[Begin WORKING DATA]
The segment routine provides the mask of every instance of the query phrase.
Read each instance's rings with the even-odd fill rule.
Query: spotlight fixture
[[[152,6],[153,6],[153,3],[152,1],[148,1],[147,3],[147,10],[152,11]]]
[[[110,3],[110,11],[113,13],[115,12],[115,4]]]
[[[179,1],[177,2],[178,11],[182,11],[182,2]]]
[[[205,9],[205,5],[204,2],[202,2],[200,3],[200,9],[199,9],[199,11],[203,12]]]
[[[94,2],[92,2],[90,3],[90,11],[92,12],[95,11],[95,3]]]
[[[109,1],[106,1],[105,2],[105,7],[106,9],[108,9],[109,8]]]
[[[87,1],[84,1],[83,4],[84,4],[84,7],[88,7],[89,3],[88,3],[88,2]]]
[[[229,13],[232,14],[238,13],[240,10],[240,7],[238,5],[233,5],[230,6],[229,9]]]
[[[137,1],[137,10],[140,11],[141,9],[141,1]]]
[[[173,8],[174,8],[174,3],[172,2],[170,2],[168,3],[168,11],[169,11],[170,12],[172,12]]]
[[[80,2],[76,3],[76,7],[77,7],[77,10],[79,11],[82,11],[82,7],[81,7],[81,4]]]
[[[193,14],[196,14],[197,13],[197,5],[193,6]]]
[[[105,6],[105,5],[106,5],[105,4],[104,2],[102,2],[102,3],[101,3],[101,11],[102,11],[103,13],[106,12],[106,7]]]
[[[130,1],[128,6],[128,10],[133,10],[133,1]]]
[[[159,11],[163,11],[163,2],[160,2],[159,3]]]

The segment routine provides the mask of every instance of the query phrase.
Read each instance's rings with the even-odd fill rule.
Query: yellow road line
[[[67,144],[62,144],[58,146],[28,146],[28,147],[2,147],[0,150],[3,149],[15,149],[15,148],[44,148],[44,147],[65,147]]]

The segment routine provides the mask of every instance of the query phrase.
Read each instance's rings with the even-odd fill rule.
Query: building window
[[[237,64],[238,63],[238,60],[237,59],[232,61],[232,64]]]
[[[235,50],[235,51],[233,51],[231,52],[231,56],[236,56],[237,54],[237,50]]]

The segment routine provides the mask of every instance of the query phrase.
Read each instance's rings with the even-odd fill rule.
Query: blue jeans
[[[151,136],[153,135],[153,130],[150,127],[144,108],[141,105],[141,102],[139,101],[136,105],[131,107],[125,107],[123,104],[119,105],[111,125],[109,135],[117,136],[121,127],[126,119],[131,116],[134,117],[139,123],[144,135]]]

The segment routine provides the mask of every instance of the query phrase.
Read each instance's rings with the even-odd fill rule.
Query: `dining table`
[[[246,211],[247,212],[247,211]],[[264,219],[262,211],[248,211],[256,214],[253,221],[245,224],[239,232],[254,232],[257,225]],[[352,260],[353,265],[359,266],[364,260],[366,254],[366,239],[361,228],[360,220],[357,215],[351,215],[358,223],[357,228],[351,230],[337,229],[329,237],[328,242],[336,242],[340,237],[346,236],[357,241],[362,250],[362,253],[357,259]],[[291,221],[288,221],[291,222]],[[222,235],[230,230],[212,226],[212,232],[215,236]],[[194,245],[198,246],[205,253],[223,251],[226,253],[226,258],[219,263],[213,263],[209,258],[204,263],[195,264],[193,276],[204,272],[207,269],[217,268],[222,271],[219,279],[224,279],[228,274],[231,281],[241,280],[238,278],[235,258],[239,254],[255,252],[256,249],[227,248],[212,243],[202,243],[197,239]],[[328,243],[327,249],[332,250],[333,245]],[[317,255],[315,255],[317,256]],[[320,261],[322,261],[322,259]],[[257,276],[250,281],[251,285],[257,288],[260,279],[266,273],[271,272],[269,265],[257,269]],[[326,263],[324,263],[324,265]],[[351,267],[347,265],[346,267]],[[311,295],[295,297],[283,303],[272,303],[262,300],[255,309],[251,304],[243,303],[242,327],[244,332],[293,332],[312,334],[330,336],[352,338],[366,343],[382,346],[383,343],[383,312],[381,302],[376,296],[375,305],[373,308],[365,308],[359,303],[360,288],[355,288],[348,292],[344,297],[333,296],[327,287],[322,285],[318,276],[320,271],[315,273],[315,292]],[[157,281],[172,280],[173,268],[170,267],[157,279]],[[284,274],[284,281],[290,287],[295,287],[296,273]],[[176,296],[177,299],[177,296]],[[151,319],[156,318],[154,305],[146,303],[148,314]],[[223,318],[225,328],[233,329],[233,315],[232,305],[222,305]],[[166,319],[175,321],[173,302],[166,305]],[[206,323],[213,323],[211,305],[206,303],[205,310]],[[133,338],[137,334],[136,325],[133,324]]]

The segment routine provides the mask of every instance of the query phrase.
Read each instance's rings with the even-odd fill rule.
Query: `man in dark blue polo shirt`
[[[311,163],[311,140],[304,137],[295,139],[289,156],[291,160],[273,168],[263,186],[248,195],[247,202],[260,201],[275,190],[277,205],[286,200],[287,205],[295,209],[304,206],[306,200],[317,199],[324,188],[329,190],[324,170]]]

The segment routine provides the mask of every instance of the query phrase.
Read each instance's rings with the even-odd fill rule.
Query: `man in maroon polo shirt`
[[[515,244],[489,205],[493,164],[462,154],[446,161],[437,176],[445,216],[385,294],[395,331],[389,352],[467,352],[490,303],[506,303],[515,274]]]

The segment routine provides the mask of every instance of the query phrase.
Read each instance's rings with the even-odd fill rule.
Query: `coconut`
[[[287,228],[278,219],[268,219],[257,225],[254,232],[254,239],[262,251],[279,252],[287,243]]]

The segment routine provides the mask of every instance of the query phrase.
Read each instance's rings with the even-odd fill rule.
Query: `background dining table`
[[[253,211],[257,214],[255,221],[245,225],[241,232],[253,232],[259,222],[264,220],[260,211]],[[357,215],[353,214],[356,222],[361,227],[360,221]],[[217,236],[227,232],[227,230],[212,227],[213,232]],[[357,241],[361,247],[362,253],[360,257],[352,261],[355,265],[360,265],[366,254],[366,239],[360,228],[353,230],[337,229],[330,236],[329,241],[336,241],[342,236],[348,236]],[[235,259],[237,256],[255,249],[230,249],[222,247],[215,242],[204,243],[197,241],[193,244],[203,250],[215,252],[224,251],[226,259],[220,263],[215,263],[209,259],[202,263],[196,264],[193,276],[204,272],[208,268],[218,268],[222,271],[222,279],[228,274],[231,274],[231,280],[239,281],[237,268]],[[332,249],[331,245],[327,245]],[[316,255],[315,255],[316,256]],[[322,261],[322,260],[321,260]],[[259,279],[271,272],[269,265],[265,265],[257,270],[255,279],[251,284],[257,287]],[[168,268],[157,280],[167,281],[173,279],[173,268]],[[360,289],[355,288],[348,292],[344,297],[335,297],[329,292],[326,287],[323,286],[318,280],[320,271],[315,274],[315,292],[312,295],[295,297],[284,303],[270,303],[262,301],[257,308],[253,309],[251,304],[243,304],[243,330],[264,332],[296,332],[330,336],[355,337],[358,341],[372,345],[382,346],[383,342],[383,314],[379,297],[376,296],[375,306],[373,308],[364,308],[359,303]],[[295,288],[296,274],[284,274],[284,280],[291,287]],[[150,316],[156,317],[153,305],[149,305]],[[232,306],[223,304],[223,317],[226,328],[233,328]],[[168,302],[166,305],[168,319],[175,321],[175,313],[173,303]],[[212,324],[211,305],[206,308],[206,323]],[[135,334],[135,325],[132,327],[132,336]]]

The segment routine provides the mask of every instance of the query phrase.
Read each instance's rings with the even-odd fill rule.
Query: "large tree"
[End WORKING DATA]
Rewrite the items from the first line through the line containing "[[[159,11],[163,11],[163,2],[160,2],[159,3]]]", changing "spotlight fixture" to "ceiling lamp" and leaving everything else as it is. Return only those lines.

COMPLETE RESPONSE »
The segment routine provides the mask of every instance of the query phrase.
Read each instance's rings with the even-odd fill rule.
Query: ceiling lamp
[[[152,6],[153,6],[153,3],[152,1],[148,1],[147,3],[147,10],[152,11]]]
[[[110,3],[110,11],[113,13],[115,12],[115,4]]]
[[[179,1],[177,2],[178,11],[182,11],[182,2]]]
[[[205,9],[205,5],[204,2],[202,2],[200,3],[200,9],[199,9],[199,11],[203,12]]]
[[[94,2],[92,2],[90,3],[90,11],[92,12],[95,11],[95,3]]]
[[[109,1],[106,1],[105,2],[105,7],[106,9],[108,9],[109,8]]]
[[[87,1],[84,1],[83,4],[84,4],[84,7],[88,7],[89,3],[88,3],[88,2]]]
[[[229,13],[232,14],[238,13],[240,10],[240,7],[238,5],[233,5],[230,6],[229,9]]]
[[[137,1],[137,10],[140,11],[141,9],[141,1]]]
[[[173,8],[174,8],[174,3],[172,2],[170,2],[168,3],[168,11],[169,11],[170,12],[172,12]]]
[[[80,2],[76,3],[76,7],[77,7],[77,10],[79,11],[82,11],[82,7],[81,7],[81,4]]]
[[[193,14],[196,14],[197,13],[197,5],[193,6]]]
[[[105,6],[105,5],[106,5],[105,4],[104,2],[102,2],[102,3],[101,3],[101,11],[102,11],[103,13],[106,12],[106,7]]]
[[[130,1],[128,6],[128,10],[133,10],[133,1]]]
[[[159,11],[163,11],[163,2],[160,2],[159,3]]]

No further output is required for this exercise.